Sheep shanks too we have learned to eat cuts we never considered much.

Yes, you can blame Jamie Oliver for this one. Until he, and others alike started to cook these cuts, shanks in particular were sold as 'dog food'.

Oganic meat is another grey area.

Orgaic meat producers have got it wrong, in such that their meats arrive in a colourful box with 'organic' written all over it. It is un-mistackably 'organic', yet, you open the box and the meat is in a plain bag.

This is something I have taken up with the orgainc society but they appear disinterested and it is this 'back to front' marketing that leads to subsitution.

I won't sell organic for this reason, instead, I sell tasmanian beef and lamb as it is guaranteed 'steroid' and 'hormone ' free.

**Goals**
1 – According to the excerpt on meat cuts and organic meat, why does the writer refuse to sell organic meat? Answer in one to three sentences.
2 – Please rewrite the records with "pointer" changed to "locator" throughout, keeping everything else the same and leaving the pictures out of your answer.
The records that come next have no connection to the excerpt.

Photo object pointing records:
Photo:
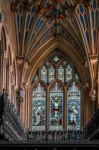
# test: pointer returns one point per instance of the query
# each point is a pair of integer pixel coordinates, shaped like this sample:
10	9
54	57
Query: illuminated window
56	96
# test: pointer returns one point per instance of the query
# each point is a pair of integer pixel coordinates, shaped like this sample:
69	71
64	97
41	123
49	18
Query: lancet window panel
56	107
38	108
73	107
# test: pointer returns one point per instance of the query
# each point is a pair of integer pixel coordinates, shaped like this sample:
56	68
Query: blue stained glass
82	20
94	4
92	15
27	21
18	21
26	37
68	73
82	9
97	18
73	107
61	73
51	73
44	73
56	108
87	36
94	35
86	20
31	22
38	108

**Exercise responses**
1 – The writer refuses because organic producers market their meat "back to front": it arrives in a colorful box with "organic" written all over it, yet the meat inside is in a plain bag. The writer says this kind of marketing leads to substitution.

2 –
Photo:
# test: locator returns one point per instance of the query
# each point is a pair of integer pixel coordinates, shaped like this sample:
10	9
54	57
Query: illuminated window
56	96
# test: locator returns one point per instance of the query
# each point is a pair of integer pixel coordinates, shaped like this sample:
69	71
64	97
41	123
49	18
Query: lancet window panel
56	107
38	108
73	107
# test: locator returns one point per instance of the query
# each point is a pair of integer pixel coordinates, shaped like this sample:
56	68
Query: blue stained glass
82	20
94	4
92	15
27	21
18	21
26	37
68	73
82	9
97	18
73	107
61	73
51	73
44	73
56	108
87	36
94	35
86	20
31	22
38	108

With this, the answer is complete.